**Exercise goal:** Please arrange only the lines below between the lines holding "the religious articles" and "point(128, 73)", inclusive, as a Markdown table with the columns Row and Item line. Leave out any blank lines.
--------------------
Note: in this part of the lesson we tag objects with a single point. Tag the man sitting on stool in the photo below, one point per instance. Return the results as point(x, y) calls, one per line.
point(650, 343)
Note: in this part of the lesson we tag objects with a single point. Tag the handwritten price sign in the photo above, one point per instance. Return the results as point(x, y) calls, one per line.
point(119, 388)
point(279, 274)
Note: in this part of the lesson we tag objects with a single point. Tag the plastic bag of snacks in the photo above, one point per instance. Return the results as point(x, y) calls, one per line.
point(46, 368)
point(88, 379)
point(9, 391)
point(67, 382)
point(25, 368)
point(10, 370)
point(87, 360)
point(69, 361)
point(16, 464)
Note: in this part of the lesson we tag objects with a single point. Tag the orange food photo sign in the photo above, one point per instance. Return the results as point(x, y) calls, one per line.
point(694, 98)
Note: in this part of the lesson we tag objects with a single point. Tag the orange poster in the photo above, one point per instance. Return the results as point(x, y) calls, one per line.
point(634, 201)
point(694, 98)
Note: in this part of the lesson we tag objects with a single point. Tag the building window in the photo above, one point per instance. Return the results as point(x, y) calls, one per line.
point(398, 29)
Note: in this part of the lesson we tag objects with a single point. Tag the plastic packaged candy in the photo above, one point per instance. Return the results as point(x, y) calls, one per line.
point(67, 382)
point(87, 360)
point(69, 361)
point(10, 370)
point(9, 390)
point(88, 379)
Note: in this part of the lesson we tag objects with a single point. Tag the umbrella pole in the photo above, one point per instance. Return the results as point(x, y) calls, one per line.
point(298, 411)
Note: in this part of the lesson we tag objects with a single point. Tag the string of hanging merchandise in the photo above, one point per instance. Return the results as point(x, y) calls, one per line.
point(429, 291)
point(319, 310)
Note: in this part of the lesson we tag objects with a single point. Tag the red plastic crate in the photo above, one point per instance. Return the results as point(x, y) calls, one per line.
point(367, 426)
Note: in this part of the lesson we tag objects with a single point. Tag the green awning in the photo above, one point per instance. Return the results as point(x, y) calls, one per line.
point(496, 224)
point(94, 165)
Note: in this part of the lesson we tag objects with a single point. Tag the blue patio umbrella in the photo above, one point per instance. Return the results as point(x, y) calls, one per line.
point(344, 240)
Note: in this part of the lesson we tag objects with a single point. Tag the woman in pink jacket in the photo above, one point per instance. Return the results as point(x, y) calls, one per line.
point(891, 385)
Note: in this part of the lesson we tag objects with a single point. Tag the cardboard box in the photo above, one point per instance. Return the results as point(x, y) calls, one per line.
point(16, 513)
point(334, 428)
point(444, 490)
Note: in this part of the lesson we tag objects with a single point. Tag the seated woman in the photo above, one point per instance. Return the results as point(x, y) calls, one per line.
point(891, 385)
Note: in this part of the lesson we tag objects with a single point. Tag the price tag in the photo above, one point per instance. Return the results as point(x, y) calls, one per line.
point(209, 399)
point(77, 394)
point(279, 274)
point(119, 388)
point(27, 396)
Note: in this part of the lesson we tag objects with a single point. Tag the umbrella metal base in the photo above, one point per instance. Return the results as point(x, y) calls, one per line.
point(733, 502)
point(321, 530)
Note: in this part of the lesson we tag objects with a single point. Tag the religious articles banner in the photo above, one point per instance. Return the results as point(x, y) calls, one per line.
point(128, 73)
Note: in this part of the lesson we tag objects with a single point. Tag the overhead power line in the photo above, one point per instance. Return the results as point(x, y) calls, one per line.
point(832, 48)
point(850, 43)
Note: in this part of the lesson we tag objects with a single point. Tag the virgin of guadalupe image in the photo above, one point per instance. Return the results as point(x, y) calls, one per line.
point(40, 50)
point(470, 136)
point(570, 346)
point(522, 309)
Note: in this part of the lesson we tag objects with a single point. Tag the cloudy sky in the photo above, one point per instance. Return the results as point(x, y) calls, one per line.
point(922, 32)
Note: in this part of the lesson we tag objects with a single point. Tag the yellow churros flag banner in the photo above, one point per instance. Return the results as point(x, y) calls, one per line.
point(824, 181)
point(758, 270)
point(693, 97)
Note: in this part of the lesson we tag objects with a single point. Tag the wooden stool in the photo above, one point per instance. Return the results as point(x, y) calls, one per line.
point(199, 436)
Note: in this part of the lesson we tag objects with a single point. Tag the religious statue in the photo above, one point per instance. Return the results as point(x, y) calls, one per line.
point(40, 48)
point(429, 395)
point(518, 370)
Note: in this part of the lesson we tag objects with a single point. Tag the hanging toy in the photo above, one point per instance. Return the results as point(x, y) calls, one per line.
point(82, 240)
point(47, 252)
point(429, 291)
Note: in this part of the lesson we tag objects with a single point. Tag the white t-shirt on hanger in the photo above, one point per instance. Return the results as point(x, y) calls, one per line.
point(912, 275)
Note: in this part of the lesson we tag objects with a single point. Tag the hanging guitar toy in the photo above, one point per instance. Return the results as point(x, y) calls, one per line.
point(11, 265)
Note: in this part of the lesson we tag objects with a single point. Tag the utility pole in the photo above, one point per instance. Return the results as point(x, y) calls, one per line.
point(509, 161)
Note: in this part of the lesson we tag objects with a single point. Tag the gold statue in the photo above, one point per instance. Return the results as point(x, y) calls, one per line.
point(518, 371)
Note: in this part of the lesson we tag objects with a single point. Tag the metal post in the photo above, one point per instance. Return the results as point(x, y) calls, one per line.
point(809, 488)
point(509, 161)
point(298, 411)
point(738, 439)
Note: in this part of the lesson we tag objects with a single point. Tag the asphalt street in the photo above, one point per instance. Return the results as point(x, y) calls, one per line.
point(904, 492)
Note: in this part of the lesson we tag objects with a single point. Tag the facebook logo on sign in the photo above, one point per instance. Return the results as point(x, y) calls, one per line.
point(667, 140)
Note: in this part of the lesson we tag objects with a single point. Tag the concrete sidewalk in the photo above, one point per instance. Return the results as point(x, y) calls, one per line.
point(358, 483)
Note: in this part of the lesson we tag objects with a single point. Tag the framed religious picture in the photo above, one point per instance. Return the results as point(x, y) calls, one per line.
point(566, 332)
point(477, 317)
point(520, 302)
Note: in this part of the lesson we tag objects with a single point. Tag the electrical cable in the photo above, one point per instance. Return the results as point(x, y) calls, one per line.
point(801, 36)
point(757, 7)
--------------------
**Response to this exercise:**
| Row | Item line |
|---|---|
| 1 | Note: in this part of the lesson we tag objects with a single point. Tag the religious articles banner in the photo above, one point per instance. Return the results as point(x, y) calls, one per line. |
| 2 | point(128, 73) |